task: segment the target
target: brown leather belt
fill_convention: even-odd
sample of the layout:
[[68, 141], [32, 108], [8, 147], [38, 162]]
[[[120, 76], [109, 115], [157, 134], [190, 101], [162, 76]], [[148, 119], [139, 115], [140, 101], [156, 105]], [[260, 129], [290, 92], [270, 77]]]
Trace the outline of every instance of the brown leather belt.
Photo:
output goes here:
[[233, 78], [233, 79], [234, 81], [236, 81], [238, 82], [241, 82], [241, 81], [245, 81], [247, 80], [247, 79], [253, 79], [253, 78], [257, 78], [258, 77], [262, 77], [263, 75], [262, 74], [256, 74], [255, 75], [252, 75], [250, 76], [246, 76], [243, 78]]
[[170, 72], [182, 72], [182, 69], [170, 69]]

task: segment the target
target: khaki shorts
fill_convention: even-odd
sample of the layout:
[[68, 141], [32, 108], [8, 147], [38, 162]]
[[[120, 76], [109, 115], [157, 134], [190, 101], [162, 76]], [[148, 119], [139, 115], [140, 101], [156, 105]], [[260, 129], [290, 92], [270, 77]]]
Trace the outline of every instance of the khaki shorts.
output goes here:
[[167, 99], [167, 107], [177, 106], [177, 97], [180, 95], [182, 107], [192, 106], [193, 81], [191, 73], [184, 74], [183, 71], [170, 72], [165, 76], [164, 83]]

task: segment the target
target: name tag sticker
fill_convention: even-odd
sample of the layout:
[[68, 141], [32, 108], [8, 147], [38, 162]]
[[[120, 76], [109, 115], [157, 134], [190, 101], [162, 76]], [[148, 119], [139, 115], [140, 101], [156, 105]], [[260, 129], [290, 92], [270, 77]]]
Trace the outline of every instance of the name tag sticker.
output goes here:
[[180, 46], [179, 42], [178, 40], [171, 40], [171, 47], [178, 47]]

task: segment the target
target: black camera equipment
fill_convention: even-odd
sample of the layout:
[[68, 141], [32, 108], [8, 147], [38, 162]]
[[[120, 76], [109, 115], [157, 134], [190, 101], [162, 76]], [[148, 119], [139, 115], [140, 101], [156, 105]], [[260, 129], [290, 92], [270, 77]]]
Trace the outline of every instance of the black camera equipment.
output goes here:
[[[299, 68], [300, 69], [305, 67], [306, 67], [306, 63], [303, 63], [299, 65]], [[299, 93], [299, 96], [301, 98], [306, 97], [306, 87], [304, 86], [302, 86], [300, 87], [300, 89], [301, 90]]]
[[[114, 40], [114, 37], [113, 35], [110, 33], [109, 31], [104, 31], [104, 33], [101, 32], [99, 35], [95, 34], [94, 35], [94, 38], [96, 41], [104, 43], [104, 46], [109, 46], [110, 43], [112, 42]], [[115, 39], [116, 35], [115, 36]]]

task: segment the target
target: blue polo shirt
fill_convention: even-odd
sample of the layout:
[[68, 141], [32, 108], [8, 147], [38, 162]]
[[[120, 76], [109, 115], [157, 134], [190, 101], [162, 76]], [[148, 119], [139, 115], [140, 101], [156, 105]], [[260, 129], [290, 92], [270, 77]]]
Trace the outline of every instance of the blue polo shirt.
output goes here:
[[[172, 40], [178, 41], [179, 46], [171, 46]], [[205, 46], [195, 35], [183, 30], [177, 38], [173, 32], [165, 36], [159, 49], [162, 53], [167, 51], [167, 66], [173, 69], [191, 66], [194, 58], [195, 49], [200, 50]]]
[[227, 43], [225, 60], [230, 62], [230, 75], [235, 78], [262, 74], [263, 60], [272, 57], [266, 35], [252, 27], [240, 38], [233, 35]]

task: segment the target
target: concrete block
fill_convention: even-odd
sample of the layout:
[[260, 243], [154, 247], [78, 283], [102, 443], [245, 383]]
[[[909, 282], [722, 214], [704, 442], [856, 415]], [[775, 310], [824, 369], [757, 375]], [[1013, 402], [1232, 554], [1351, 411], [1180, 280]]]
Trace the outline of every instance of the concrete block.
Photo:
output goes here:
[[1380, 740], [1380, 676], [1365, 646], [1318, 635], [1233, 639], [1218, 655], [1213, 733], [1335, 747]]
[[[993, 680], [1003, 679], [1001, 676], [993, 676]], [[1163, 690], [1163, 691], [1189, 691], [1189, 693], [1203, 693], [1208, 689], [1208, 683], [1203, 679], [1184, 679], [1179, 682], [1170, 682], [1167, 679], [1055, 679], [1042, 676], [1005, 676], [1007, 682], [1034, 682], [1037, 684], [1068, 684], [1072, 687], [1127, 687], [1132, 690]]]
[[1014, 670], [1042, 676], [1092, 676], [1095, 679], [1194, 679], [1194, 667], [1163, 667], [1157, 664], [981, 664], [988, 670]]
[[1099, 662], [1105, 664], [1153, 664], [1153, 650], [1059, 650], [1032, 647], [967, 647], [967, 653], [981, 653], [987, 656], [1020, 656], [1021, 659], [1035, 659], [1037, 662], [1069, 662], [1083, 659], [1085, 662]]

☆ ☆ ☆

Goal: Locate every line above that contains the word "outline" and copy each one, treating uppercase and lowercase as different.

Finished task:
Trace the outline of every instance of the brown leather belt.
Trace the outline of every instance of the khaki shorts.
Trace the outline of every instance of the name tag sticker.
Trace the outline of every instance of the black camera equipment.
Trace the outline of every instance of the blue polo shirt.
Trace the outline of every instance of the concrete block.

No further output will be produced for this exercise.